## Your goal
Print exactly the lines from the one containing "of the hedge" through the last line of the listing, both included.

--- START OF Stored records ---

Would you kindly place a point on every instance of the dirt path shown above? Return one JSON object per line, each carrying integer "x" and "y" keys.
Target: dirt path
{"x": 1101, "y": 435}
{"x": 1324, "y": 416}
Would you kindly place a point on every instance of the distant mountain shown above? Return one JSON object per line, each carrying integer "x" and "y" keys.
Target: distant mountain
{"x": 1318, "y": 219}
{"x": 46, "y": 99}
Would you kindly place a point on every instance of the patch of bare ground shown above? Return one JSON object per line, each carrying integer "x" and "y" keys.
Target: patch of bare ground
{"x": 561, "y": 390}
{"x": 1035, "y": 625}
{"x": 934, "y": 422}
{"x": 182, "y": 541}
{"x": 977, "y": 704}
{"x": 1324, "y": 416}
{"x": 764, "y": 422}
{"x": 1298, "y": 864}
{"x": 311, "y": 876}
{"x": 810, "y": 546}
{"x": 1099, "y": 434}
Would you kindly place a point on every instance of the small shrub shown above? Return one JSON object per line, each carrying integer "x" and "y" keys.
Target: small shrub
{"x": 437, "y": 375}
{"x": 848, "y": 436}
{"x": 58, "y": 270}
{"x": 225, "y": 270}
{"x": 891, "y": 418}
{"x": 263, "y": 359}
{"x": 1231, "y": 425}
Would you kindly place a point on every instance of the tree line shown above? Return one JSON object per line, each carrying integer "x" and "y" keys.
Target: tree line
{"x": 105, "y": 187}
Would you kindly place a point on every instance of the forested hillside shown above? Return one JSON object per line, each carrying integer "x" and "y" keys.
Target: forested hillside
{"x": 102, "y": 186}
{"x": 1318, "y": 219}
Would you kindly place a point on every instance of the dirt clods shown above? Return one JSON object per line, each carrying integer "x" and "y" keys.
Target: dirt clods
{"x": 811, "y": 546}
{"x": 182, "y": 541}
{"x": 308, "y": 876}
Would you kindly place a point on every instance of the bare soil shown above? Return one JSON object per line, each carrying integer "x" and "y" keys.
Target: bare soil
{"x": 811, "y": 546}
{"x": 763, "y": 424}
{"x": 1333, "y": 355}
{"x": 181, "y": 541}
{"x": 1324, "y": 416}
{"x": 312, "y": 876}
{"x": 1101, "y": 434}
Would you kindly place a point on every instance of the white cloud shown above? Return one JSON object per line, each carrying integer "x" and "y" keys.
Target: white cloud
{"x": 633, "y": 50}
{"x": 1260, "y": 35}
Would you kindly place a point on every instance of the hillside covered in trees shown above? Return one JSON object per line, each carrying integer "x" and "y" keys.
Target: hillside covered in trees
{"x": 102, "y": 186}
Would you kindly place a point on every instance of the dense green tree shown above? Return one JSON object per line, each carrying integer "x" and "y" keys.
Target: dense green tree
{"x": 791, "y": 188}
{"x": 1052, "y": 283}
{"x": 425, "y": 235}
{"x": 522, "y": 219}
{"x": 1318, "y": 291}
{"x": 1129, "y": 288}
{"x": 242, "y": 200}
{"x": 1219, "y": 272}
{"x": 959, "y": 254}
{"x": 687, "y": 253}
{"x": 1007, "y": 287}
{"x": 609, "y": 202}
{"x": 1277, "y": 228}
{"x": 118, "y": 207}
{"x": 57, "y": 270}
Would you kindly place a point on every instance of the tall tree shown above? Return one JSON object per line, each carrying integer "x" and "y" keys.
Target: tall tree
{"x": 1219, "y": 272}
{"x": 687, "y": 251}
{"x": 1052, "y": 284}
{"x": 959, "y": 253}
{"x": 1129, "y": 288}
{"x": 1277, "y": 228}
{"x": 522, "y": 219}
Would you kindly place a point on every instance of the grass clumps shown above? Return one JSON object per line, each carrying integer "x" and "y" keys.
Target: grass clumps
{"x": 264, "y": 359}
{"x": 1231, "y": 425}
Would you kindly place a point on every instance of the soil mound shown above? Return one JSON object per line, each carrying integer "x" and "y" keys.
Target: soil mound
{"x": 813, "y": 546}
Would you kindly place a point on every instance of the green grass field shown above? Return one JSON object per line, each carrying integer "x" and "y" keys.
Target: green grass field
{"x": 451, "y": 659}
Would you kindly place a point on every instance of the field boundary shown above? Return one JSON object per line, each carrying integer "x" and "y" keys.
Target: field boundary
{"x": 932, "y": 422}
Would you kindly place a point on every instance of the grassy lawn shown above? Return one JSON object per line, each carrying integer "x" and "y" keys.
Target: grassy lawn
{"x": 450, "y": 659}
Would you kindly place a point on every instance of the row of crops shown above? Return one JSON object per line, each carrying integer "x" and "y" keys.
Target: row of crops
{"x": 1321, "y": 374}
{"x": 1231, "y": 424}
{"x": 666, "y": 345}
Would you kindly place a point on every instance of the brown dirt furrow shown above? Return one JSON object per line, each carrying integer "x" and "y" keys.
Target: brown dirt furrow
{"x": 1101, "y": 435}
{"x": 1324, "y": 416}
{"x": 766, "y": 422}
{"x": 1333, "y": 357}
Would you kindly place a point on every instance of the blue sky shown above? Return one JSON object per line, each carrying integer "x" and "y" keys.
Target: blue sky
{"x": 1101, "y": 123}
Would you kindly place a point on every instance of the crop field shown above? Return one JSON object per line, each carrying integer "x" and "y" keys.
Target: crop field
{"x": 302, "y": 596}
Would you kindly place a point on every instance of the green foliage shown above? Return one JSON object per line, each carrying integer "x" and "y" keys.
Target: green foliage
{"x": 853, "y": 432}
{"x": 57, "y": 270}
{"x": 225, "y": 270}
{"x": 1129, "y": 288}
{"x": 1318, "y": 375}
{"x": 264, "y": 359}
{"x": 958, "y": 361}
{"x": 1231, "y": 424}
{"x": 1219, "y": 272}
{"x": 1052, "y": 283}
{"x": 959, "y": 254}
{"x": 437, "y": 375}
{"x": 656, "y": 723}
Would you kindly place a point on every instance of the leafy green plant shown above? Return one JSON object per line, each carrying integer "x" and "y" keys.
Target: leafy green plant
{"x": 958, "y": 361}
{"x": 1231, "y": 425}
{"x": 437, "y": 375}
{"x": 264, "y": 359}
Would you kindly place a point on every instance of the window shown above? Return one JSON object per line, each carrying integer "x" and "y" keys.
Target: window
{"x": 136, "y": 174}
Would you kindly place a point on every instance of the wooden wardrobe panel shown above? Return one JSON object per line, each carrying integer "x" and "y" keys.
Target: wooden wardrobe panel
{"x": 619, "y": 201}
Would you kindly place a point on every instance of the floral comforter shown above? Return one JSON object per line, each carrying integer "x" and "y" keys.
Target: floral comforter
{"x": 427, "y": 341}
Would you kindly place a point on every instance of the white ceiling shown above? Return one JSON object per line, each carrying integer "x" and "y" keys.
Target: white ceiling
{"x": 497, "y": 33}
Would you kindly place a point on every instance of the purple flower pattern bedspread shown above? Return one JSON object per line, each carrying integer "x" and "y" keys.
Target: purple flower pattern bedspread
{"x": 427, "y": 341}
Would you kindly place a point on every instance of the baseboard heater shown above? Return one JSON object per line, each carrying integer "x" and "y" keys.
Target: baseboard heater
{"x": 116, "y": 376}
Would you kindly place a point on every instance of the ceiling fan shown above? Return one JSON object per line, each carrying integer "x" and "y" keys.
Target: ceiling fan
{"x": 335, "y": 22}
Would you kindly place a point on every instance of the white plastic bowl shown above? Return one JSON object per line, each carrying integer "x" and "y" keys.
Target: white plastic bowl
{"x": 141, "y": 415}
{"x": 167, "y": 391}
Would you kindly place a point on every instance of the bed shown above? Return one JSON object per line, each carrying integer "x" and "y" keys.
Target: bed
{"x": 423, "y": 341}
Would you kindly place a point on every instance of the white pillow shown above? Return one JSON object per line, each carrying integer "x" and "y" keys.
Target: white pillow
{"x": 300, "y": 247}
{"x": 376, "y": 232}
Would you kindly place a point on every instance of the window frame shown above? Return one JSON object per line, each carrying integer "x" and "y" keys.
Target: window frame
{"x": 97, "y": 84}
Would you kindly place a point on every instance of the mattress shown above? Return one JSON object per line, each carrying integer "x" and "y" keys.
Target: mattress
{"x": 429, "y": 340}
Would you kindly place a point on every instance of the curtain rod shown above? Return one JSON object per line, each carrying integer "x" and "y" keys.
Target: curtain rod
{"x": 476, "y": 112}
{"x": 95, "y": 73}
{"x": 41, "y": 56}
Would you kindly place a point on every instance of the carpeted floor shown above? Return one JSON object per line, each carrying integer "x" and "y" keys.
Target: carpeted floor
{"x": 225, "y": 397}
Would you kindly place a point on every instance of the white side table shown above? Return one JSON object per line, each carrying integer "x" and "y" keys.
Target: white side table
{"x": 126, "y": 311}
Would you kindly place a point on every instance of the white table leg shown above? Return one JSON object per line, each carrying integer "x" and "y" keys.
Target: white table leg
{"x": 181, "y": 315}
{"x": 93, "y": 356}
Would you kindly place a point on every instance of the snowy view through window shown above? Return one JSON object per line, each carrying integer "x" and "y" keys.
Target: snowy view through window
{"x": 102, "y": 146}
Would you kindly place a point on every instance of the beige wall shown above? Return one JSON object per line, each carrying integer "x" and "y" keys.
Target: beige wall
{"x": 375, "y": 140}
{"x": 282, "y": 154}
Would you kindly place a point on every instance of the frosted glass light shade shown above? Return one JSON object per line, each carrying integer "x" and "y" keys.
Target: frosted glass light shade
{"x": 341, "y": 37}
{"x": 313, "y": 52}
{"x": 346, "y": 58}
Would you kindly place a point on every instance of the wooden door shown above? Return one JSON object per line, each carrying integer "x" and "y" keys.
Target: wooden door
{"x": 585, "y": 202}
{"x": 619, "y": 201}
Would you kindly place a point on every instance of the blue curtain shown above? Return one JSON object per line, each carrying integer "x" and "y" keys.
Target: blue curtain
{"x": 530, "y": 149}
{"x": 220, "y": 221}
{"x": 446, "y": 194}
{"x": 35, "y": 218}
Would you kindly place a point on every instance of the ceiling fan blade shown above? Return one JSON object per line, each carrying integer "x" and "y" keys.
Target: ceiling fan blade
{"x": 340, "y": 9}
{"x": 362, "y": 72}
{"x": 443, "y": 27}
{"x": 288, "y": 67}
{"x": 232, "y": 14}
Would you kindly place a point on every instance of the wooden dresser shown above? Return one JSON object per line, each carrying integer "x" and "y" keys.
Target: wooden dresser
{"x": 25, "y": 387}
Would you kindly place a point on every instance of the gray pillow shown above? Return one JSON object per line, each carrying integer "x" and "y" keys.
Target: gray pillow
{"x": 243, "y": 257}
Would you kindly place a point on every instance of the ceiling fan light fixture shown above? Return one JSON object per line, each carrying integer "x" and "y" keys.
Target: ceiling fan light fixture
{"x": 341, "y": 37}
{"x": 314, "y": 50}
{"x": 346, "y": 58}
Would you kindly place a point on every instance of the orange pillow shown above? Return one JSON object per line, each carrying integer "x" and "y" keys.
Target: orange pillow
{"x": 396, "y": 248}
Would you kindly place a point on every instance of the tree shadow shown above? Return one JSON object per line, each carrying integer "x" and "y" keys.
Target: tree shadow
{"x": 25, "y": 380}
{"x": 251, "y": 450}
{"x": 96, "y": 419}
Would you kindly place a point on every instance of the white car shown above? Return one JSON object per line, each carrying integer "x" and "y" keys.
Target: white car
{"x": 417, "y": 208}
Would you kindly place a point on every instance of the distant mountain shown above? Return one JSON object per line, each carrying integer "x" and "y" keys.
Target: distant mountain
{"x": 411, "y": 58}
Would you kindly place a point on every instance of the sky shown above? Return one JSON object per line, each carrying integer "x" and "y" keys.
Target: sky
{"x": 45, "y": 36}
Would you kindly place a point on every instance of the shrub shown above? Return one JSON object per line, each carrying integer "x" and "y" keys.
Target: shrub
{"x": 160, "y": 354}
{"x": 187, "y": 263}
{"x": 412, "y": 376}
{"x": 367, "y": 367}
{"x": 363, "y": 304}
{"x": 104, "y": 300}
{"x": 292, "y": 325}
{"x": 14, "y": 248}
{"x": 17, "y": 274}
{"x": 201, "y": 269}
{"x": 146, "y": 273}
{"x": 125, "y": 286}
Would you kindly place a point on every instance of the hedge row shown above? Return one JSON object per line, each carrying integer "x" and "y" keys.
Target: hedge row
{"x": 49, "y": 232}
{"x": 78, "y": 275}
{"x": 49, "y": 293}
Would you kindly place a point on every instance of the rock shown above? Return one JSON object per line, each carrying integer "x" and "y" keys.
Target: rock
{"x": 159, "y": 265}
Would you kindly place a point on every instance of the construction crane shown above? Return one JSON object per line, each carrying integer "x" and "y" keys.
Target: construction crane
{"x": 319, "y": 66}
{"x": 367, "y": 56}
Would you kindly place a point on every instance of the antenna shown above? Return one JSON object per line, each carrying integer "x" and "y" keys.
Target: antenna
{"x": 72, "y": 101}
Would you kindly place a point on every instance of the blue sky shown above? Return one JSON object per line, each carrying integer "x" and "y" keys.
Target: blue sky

--- END OF Stored records ---

## Result
Would you kindly place a point on every instance of the hedge row shown above? Return one JSON object per line, each carrying integer "x" and "y" keys.
Target: hedge row
{"x": 49, "y": 232}
{"x": 78, "y": 275}
{"x": 49, "y": 293}
Would you kindly place a point on every instance of the rock shown above? Return one JSON object per line, each carrying integer "x" and "y" keys.
Target: rock
{"x": 159, "y": 265}
Would you kindly place a point on every instance of the construction crane shown above? Return one JSON object per line, each carrying integer "x" and "y" keys.
Target: construction crane
{"x": 319, "y": 66}
{"x": 367, "y": 56}
Would you kindly place a point on every instance of the antenna shown above? Return one JSON object per line, each carrying integer "x" and "y" keys.
Target: antenna
{"x": 72, "y": 101}
Would you kindly place a point on every instance of the blue sky shown above? Return one JSON object per line, each carrying integer "x" and "y" keys.
Target: blue sky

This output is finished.